(Region pointing data)
* * * * * * * * *
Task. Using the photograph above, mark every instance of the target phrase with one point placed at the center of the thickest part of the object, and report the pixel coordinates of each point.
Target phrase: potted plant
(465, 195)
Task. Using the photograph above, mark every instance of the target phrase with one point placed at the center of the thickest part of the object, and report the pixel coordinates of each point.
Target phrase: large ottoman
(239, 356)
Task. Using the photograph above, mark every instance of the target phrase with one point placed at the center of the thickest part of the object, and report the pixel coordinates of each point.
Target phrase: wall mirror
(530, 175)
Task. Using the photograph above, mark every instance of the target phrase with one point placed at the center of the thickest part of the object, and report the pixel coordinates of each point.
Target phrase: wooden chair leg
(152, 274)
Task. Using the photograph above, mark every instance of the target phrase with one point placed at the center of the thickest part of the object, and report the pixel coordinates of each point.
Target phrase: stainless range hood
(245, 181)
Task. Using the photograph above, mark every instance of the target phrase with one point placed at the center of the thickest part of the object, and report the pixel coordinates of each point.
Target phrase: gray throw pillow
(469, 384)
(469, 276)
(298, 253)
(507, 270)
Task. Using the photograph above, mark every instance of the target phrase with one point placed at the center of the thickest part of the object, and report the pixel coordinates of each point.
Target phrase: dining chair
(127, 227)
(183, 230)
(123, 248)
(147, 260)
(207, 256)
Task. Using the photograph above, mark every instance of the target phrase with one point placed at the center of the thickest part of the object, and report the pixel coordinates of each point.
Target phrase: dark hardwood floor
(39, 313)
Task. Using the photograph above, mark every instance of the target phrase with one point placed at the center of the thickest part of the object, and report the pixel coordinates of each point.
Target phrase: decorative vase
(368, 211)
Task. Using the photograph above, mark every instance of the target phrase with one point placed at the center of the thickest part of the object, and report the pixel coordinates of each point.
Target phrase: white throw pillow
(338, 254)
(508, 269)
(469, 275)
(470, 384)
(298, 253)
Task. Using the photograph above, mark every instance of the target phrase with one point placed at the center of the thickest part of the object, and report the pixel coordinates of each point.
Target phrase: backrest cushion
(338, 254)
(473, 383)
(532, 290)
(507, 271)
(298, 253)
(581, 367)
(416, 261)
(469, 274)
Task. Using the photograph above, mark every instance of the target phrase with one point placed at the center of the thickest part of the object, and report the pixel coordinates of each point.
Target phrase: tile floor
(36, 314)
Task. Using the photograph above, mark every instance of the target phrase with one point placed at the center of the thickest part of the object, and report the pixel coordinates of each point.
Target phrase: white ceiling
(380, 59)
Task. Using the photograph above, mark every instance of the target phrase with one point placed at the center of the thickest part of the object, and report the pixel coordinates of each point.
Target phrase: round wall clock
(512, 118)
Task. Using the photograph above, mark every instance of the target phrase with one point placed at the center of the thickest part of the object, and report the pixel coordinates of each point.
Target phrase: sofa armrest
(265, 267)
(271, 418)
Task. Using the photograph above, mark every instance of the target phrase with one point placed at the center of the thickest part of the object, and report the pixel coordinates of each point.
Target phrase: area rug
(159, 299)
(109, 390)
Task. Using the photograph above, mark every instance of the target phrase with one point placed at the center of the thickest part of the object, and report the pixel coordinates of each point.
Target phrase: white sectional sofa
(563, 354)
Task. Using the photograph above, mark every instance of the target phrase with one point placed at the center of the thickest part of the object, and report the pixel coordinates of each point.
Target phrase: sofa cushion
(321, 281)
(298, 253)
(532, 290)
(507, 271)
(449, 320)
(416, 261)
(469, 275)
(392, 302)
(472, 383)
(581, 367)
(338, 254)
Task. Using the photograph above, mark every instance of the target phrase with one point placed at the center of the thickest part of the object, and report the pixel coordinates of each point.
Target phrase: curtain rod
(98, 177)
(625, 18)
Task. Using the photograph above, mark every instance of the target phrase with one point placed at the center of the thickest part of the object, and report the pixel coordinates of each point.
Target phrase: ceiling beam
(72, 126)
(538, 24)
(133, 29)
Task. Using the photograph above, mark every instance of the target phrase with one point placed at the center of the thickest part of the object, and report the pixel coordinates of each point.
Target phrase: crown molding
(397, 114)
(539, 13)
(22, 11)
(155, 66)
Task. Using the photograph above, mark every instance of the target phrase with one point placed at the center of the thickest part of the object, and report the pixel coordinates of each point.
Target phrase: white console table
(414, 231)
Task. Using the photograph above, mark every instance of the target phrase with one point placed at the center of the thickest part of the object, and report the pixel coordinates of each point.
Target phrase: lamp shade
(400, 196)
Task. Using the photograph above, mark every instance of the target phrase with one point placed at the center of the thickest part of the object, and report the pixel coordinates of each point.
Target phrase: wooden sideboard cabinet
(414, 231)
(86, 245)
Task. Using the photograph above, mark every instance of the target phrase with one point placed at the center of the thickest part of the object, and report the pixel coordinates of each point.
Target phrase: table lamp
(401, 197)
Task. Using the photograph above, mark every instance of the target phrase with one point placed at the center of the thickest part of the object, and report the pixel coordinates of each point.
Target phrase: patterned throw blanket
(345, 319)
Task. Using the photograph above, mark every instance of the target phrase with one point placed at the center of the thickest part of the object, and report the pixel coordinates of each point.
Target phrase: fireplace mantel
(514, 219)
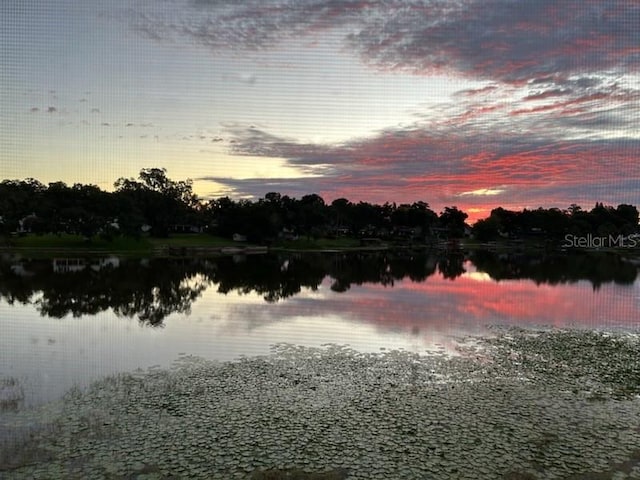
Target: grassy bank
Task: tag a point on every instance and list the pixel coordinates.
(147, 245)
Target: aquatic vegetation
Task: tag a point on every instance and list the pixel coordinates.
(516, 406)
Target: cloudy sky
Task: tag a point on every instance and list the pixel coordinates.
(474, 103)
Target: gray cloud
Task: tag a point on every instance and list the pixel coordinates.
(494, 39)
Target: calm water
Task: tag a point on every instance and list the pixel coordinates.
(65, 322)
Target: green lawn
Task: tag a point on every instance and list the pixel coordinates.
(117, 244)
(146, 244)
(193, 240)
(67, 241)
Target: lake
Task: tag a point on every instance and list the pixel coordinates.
* * * * * * * * *
## [Action item]
Repeat, exactly and in full, all records above, but include no pictures.

## [Result below]
Task. Using the photograph above, mark every instance of the target phrase with one point placed at the center of the thickest part of the object, and report the pixel coordinates of each point.
Target phrase: potted plant
(465, 195)
Task. Using the photograph above, mark every instance of the target phrase with one point placed at the center of the thickest part of the object, and report the pixel coordinates of each point.
Target phrase: large ottoman
(239, 356)
Task. Using the photograph above, mark every instance of the target phrase with one point placed at the center of the thickest part of the object, and report the pixel coordinates of each point.
Target phrase: wall mirror
(530, 175)
Task. Using the photograph above, mark every instance of the target phrase with one point placed at the center of the thickest part of the object, and report the pixel coordinates of each point.
Target phrase: wooden chair leg
(152, 274)
Task. Using the photograph above, mark every instance of the target phrase with one point placed at the center of the thickest part of the object, and report the pixel coordinates of each point.
Target phrase: stainless range hood
(245, 181)
Task. Using the photograph above, mark every instance of the target phrase with one point placed at the center of the thickest part of the object, and report the pixel coordinates of each point.
Target phrase: gray throw pillow
(469, 384)
(469, 276)
(298, 253)
(507, 270)
Task. Using the photograph above, mark every instance of the target phrase with one point placed at the center of the thickest part of the object, and report the pixel coordinates of each point.
Target phrase: dining chair
(127, 227)
(183, 230)
(123, 248)
(147, 260)
(207, 256)
Task. Using the photograph above, mark every instance of the target phrase with one point placed at the center of the thickest part of the object, and report the pixel coordinates of each point.
Target phrase: dark hardwood floor
(39, 313)
Task. Using the photograph above, mark every instance of the target phrase with one point placed at the center of the thickest part of the object, and report the pixel coordinates of each point.
Target phrase: decorative vase
(368, 211)
Task. Using the photograph above, mark every instance of the target phrase with one point placed at the center of the thickest part of the object, and report the pixel coordinates of each point.
Target phrase: white throw pillow
(338, 254)
(508, 269)
(469, 275)
(470, 384)
(298, 253)
Task. Using the photograph above, mark every instance of the target phrase with one point placed at the center of the thickest part of the object, and report the pixel coordinates of each point.
Target phrase: backrest cushion
(338, 254)
(473, 383)
(532, 290)
(507, 271)
(298, 253)
(581, 367)
(416, 261)
(469, 274)
Task. Using the photograph above, mark every instance of the target phrase with one point placed at the center of the thickest part of the object, and report the pixel coordinates of each point.
Target phrase: tile floor
(36, 314)
Task. Using the photograph above, mark every instance of the target phrase with one point placed at the center of the thickest part of the object, and report the pixel coordinates of each point.
Target phrase: white ceiling
(380, 59)
Task. Using the photograph above, mark every instance of the target phrase with one point placed at the center of the thickest part of the object, and report the pixel coordinates of each point.
Target phrase: round wall clock
(512, 118)
Task. Using the photograph above, mark every instance of the target phrase with one point placed at the center of the thickest part of the object, and report the pixel coordinates of each point.
Target phrase: sofa armrest
(265, 267)
(271, 418)
Task. Using the photograph above, mark every instance of the target phrase with one point placed at the center of the thickest part of the object, and report the pixel coordinates of each point.
Target phrase: area rug
(159, 299)
(109, 390)
Task. Using the photograph above, mark every instance of the target phrase with one point placed at the center of the thickest part of the object, and report the pixel coordinates of each point.
Target phrase: white sectional sofa
(563, 354)
Task. Using the photograph above, mark every instance of the target phrase with one point placed at the center of the thickest part of the object, and report the pixel coordinates of each point.
Target phrase: sofa cushion
(321, 281)
(298, 253)
(532, 290)
(507, 271)
(449, 320)
(416, 261)
(469, 275)
(392, 302)
(472, 383)
(581, 367)
(338, 254)
Task. Using the photograph above, mark every instance of the target phrase with one point placed at the center of the thickest part of the object, and report the pixel coordinates of each point.
Target phrase: curtain rod
(98, 177)
(625, 18)
Task. Using the photograph above, mark every instance of the target phrase with one point placed at the center of the thickest part of the object, and report the pixel coordinates of each point.
Target phrase: ceiling beam
(72, 126)
(538, 24)
(133, 29)
Task. Using the photograph above, mark every instance of the target phrase with one point placed at the center of the thickest part of the object, and report the pixel coordinates of each point.
Target phrase: crown molding
(397, 114)
(539, 13)
(22, 11)
(155, 66)
Task. Using the photograph above, mark every instance of the target phrase with one point placed at the center of the thickest part of the object, and report the pixel coordinates of each point.
Target phrase: white console table
(414, 231)
Task. Using the photograph above, mark every instance of the target phrase with one point placed at the center of the thickest part of the object, and report the pixel coordinates of each point.
Target phrase: lamp shade
(400, 196)
Task. Using the photograph above, mark every instance of the target phrase with one point placed at the center of the thickest part of the object, and report the pixel coordinates of each point.
Target phrase: wooden sideboard cabinet
(414, 231)
(86, 245)
Task. Using the photograph above, mark every instance of the target phrase with one point placed at the center of the thickest part of the object, and report the pixel coordinates of each point.
Target phrase: table lamp
(401, 197)
Task. Using the photograph above, mark every instance of the target phrase with one point placed at the center of the thickest part of the object, and report the pixel coordinates of each point.
Target phrase: patterned throw blanket
(345, 319)
Task. Using the photograph above, mark every instance of the target phrase with one point placed at the center of the thickest part of the object, and report the pixel coordinates of each point.
Target phrase: fireplace mantel
(514, 219)
Target: grassy bank
Task: tag a point on every instance and list the pixel coordinates.
(147, 245)
Target: aquatic vegetation
Task: tag a point on every instance and list the pixel coordinates.
(516, 406)
Target: cloudy sky
Task: tag a point on every instance and list the pixel coordinates.
(474, 103)
Target: gray cloud
Task: tag a point on every instance and list the pixel coordinates.
(494, 39)
Target: calm water
Task: tag a point on every instance and list the pixel coordinates.
(65, 322)
Target: green lawn
Task: tag a point on every instance and list the pixel coordinates.
(117, 244)
(146, 244)
(193, 240)
(67, 241)
Target: lake
Task: tag a point on every instance and list the pixel coordinates.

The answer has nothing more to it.